Work to be completed: Write out again, word for word, the stretch of rows from the line containing "Locate the paved" through the line containing "[159, 221, 578, 449]", with both of those lines included.

>> START Data section

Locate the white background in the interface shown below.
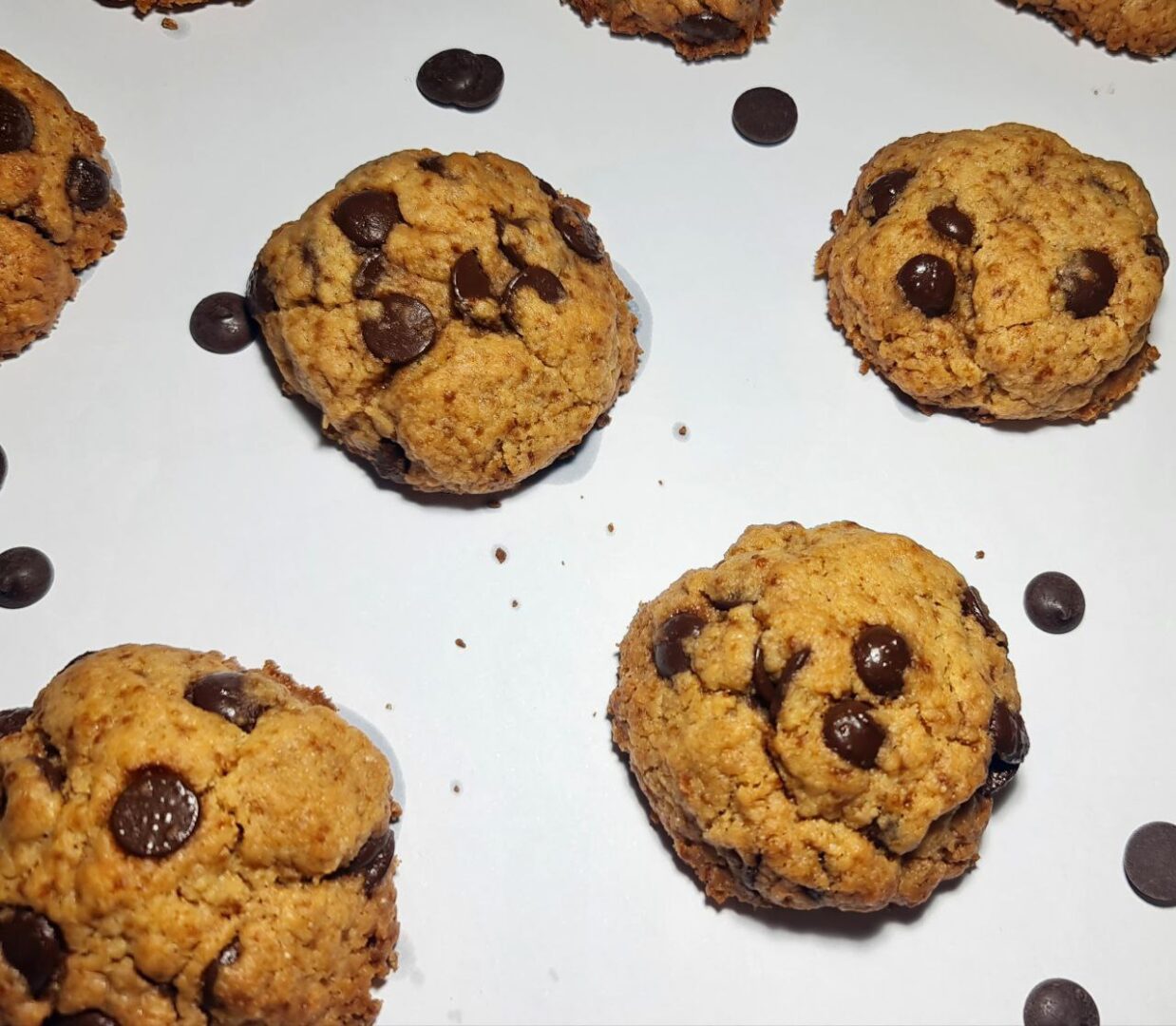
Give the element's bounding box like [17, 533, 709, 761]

>> END Data section
>> START Data section

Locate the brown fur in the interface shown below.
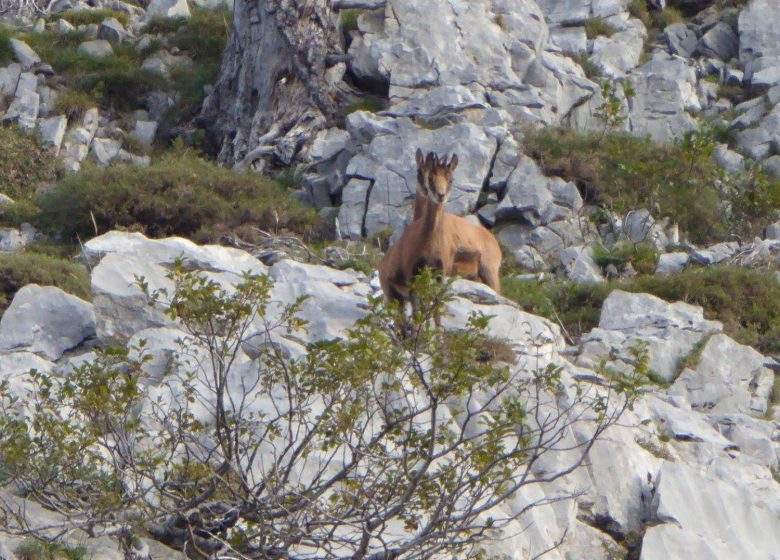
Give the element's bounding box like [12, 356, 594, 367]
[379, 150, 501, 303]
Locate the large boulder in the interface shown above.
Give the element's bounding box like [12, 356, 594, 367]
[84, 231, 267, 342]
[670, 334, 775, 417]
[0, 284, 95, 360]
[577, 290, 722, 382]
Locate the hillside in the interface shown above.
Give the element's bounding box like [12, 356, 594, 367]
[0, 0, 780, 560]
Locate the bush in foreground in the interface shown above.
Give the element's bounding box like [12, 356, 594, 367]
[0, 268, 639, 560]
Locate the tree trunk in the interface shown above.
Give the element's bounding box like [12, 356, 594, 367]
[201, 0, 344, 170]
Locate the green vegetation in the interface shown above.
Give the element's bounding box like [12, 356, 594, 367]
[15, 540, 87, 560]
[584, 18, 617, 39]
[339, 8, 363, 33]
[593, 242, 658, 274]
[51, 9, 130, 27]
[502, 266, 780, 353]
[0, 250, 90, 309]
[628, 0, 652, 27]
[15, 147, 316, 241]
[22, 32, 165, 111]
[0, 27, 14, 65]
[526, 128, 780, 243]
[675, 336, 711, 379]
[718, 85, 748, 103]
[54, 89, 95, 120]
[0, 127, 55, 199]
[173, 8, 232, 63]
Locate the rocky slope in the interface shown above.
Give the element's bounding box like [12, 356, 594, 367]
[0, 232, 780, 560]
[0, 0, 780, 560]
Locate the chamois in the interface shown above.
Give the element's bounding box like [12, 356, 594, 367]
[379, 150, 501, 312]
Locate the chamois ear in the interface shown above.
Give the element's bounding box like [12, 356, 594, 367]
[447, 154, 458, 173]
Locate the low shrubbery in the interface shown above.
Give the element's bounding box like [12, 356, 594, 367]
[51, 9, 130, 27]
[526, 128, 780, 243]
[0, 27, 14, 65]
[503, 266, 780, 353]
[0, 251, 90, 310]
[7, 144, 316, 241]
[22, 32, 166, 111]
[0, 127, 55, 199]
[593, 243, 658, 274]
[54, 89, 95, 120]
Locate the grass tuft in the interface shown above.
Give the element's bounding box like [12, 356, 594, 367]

>> END Data section
>> START Data section

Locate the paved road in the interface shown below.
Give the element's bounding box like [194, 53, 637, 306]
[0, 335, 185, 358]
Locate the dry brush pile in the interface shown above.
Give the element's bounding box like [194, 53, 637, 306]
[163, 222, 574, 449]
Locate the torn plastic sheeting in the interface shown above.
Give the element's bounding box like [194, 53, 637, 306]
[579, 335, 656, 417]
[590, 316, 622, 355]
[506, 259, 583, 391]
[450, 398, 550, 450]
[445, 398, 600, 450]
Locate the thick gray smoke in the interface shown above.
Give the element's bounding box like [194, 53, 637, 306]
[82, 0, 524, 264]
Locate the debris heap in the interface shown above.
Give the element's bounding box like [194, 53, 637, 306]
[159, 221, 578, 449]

>> END Data section

Answer to this task:
Locate the paved road in the interface shown below.
Give the element's bounding box like [194, 53, 637, 306]
[0, 335, 185, 358]
Locate the dry brush pile in the interface shown above.
Give the element's bounding box like [194, 53, 637, 306]
[163, 222, 574, 449]
Locate the torn plastic sheeting in the interface shown above.
Give the element's bounding box like [194, 53, 637, 306]
[579, 335, 656, 417]
[590, 316, 622, 355]
[506, 259, 583, 391]
[450, 398, 550, 450]
[445, 398, 600, 450]
Locate the thick gray smoke in the interface shown above.
Give the element's bounding box like [194, 53, 637, 306]
[82, 0, 524, 264]
Locate the debris heap in the interface shown above.
Give the element's bounding box like [194, 53, 637, 306]
[159, 221, 578, 449]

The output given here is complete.